Dataset content:
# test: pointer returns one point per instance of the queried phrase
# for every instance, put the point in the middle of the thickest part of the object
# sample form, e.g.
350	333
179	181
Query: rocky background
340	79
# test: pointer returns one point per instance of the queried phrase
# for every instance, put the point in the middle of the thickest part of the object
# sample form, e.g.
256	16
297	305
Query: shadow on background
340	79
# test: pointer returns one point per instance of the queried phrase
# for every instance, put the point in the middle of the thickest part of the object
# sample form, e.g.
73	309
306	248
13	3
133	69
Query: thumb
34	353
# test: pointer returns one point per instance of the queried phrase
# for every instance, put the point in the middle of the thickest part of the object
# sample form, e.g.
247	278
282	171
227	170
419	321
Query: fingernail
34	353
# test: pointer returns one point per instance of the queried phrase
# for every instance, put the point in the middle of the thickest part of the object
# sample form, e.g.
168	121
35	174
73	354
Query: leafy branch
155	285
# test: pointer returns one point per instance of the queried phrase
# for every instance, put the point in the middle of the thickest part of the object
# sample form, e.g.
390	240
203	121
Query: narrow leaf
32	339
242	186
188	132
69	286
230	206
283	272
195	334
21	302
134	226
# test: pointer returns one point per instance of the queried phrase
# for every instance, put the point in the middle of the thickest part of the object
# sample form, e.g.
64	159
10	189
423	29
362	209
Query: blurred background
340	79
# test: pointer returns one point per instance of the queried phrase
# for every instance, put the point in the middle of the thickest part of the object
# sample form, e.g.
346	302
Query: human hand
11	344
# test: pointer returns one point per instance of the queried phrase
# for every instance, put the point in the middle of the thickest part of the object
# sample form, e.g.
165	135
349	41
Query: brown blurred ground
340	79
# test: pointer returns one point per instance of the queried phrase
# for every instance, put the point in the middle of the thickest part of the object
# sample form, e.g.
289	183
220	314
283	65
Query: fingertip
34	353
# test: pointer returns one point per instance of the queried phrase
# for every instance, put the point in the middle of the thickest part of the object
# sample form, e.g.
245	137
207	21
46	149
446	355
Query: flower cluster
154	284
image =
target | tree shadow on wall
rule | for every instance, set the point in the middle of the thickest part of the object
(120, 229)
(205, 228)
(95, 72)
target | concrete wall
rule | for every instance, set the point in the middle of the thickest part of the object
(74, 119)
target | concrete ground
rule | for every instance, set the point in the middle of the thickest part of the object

Work item:
Please give the number of lines in the entries above that hold "target", with no other words.

Solution to this task:
3